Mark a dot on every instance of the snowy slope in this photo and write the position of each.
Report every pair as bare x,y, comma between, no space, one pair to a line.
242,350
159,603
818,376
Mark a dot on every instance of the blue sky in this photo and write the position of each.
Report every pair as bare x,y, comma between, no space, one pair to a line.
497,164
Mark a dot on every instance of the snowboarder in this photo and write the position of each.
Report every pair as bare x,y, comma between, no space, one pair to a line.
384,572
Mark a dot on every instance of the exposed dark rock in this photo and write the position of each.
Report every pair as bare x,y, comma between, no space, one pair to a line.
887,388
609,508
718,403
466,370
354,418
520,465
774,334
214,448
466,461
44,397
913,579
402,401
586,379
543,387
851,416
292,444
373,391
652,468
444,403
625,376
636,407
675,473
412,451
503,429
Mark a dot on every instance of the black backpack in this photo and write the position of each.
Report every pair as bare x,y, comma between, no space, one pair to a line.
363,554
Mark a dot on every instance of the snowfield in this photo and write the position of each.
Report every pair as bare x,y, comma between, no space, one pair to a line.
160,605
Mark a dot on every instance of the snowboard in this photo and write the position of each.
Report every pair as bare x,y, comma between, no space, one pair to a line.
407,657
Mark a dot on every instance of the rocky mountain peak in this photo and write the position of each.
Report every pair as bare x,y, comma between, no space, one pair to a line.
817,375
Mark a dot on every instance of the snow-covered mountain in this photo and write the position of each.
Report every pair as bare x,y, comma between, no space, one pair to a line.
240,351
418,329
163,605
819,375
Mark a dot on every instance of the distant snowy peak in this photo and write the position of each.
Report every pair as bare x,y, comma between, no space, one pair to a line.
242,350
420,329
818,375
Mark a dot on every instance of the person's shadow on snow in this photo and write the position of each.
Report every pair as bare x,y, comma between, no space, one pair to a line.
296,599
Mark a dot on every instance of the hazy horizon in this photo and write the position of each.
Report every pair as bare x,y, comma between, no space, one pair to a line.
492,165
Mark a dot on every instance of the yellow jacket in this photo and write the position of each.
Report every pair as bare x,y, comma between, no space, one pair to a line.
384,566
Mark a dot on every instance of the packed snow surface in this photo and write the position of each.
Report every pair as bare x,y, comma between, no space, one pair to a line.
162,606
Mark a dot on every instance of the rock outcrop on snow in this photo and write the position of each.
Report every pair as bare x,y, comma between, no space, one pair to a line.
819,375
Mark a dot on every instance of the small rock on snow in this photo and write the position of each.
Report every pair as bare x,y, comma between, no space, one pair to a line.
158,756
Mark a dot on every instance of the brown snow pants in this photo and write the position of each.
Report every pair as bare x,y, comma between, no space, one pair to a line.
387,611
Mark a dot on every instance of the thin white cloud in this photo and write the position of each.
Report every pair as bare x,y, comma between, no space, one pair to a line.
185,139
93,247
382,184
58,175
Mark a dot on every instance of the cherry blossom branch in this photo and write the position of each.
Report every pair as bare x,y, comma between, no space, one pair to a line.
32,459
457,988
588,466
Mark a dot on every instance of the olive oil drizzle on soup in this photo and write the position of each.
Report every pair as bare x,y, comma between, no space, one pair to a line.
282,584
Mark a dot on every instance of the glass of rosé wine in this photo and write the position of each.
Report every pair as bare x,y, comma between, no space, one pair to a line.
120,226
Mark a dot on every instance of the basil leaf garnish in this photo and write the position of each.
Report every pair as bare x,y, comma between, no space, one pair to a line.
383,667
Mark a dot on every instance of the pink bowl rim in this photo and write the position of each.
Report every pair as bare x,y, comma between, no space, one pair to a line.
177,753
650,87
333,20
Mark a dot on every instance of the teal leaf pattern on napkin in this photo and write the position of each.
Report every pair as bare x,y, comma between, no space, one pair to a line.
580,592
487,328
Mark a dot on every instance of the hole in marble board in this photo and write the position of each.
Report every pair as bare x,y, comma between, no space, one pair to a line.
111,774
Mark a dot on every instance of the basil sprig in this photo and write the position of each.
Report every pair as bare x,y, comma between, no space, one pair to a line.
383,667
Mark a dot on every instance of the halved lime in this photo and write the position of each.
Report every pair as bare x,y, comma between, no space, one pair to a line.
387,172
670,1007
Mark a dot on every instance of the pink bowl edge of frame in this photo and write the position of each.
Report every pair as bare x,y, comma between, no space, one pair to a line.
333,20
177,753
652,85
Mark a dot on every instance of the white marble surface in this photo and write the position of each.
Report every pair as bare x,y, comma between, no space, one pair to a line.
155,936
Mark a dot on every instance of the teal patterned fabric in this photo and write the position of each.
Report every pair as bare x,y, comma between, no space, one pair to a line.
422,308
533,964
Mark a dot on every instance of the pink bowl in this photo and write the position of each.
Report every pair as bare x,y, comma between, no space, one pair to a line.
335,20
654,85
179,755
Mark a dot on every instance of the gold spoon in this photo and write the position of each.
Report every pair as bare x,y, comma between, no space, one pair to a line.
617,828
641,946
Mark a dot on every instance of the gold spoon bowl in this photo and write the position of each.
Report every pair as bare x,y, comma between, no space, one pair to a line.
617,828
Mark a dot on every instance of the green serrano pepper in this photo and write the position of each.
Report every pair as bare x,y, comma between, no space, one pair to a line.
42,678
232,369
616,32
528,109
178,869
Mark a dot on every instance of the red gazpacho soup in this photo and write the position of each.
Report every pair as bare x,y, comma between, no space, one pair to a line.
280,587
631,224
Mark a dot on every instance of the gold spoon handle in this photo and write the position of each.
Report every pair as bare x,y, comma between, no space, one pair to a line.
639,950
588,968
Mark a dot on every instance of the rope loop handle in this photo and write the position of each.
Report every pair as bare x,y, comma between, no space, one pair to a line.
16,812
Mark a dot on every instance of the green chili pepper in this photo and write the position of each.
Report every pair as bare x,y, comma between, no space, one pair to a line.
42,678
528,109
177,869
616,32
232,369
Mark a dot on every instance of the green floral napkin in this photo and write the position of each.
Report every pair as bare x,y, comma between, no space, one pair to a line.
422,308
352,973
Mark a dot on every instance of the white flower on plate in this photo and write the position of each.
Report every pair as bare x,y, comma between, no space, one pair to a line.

........

● **Exercise brief**
Transcription of the listing must be exact and complete.

● **Exercise answer**
Mark a dot on every instance of the snowy slope in this photo and write the position of each.
Report every pair as bare x,y, comma between, no space, one pair to a line.
242,350
159,603
818,376
Mark a dot on every instance of the blue sky in this photo and write the position of each.
Report every pair as bare x,y, comma between, no space, one pair to a line.
497,164
Mark a dot on every instance of the snowboarder in this photo and write the position of each.
Report every pair as bare x,y, comma between, no space, one pair to a line.
384,572
Mark a dot on every instance of the exposed dark rock in this photo and write the position of each.
Report every pair as bare x,y, comma between, no space, one pair to a line.
887,388
609,508
718,403
466,370
354,418
520,465
774,334
214,448
466,461
44,397
913,579
402,401
586,379
543,387
851,416
292,444
373,391
652,468
444,403
625,376
636,407
675,473
412,451
503,429
Mark a dot on every instance of the black backpack in this photo and write the position of each.
Report every pair as bare x,y, comma between, no space, one pair to a line.
363,554
Mark a dot on every instance of the snowfield in this photo and write the position of each.
Report every pair as bare x,y, comma between, no space, one pair to a line.
160,605
Mark a dot on every instance of the snowboard in this photo and write the position of each.
Report every pair as bare x,y, comma between, no space, one pair to a line.
407,657
Mark a dot on every instance of the rocky mountain peak in this photo and write the position of each.
Report every pair as bare x,y, comma between, no space, one pair to a line.
817,375
Mark a dot on every instance of the snow-covered mountain in this photo and write the position of each.
Report every pair as bare x,y, comma between, no space, one pair to a line.
240,351
418,329
163,605
819,375
Mark a dot on every instance of the distant snowy peak in this photo and write the position of each.
Report every pair as bare x,y, comma between, no space, one pair to a line.
242,350
420,329
818,375
Mark a dot on every instance of the person's shadow on snow in this photo and write the position of each.
Report every pair as bare x,y, comma between, no space, one pair to a line.
296,599
Mark a dot on every instance of the hazy horizon in this photo and write the position of each.
Report every pair as bare x,y, comma between, no space, one pair to a line.
492,165
Mark a dot on every instance of the yellow jacket in this photo and write the position of each.
Report every pair as bare x,y, comma between, no space, one pair to a line.
384,566
Mark a dot on every instance of the packed snow surface in this photo and write the position of each.
Report every pair as bare x,y, comma between, no space, one pair to a line.
162,606
Mark a dot on every instance of the rock outcrop on snow in this photo and write the position of each.
Report every pair as bare x,y, comma between, no space, one pair to a line.
819,375
Mark a dot on every instance of the small rock on snow in this photo and write the position of each.
Report every pair as bare x,y, comma between, no space, one pair to a line.
158,756
Mark a dot on every instance of the brown snow pants in this photo and write the position of each.
Report every pair as bare x,y, comma between, no space, one pair to a line.
387,611
Mark a dot on every instance of the thin white cloud in this photo and write the position of each.
Report every pair as bare x,y, comma between, no space, one pair to a line.
185,139
93,247
382,184
58,175
Mark a dot on every instance of the cherry blossom branch in this photo and write the position of each.
Report every pair as bare x,y, comma between, no space, one pair to a line.
32,459
457,988
588,466
Mark a dot on every instance of the olive oil drizzle on soup in this photo and write the position of each.
Report every pair as bare x,y, comma between, no space, one pair to a line.
282,584
Mark a dot on every instance of the glass of rosé wine in this photo and write the position of each.
Report every pair as bare x,y, comma between, no space, one pair to a line.
120,226
Mark a dot on every instance of the basil leaf garnish in this photo and write the position of each.
Report every pair as bare x,y, comma between, no space, one pair to a line.
383,667
Mark a dot on every instance of the pink bowl rim in this photo and write the position of each.
Report every pair as bare x,y, comma between, no space, one pair to a line.
177,753
650,87
333,20
Mark a dot on every instance of the teal leaf pattern on napkin in this photo and write the position of each.
Report every pair as bare x,y, comma between, no space, one pair to a line.
580,592
487,328
Mark a dot on every instance of the hole in marble board in this photo and write the position of each.
Report every pair as bare x,y, comma between, no space, one pair to a line.
111,774
Mark a dot on every instance of the basil sprig in this photo and write the position of each.
Report every pair as bare x,y, comma between, no space, one pair to a line.
383,667
Mark a dot on every instance of the halved lime in this photo and write the position of each.
Report every pair as bare x,y, comma between, no space, one pair to a line.
387,172
670,1007
Mark a dot on every instance of the pink bowl edge of frame in this photo and write the position of each.
Report every pair as bare x,y, comma between, no space, one pair to a line.
333,20
177,753
652,85
Mark a dot on every instance of the white marble surface in this photo and write the position of each.
Report every pair as bare x,y, comma between, no space, one pair to a line.
155,936
Mark a dot on every instance of the teal patterned fabric in this photo and write the position of each.
Report every pair as bare x,y, comma between, no space, one pair to a line.
422,308
533,964
Mark a dot on every instance of the pink bowl in this photo and write the position of each.
Report every pair as bare x,y, comma between, no space, one pair to a line.
335,20
654,85
179,755
Mark a dot on every instance of the gold spoon in this photo and write the position of each.
Report every pair as bare x,y, comma between, no space, one pair to a line.
617,828
641,946
Mark a dot on every instance of the gold spoon bowl in this photo and write the position of each.
Report every pair as bare x,y, comma between, no space, one pair to a line.
617,828
Mark a dot on every instance of the green serrano pepper in this photo and write the position of each.
Report every pair as bare x,y, comma between, no space, one pair to a line.
42,678
232,369
616,32
528,109
178,869
Mark a dot on every instance of the red gazpacho soup in this photo and write the position of each.
Report every pair as bare x,y, comma between, no space, one pair to a line.
280,587
631,224
Mark a dot on every instance of the gold spoon handle in this photo and write the position of each.
Report every pair as bare x,y, comma between, no space, one pair to a line.
639,950
588,968
Mark a dot on every instance of the rope loop handle in this photo and write the position of each.
Report every pair as bare x,y, comma between, no space, one pair to a line.
16,812
Mark a dot on every instance of the green chili pepper in this photo and write the position of each.
Report every pair as bare x,y, comma between, no space, one pair to a line.
42,678
528,109
177,869
616,32
232,369
Mark a dot on every instance of the green floral napkin in this photo and write the position of each.
Report every pair as bare x,y, comma between, no space, one pair to a line.
422,308
352,973
Mark a dot on every instance of the white flower on plate in this photo and write the position of each.
Report every pair as bare x,y, comma between, no space, one pair to a line.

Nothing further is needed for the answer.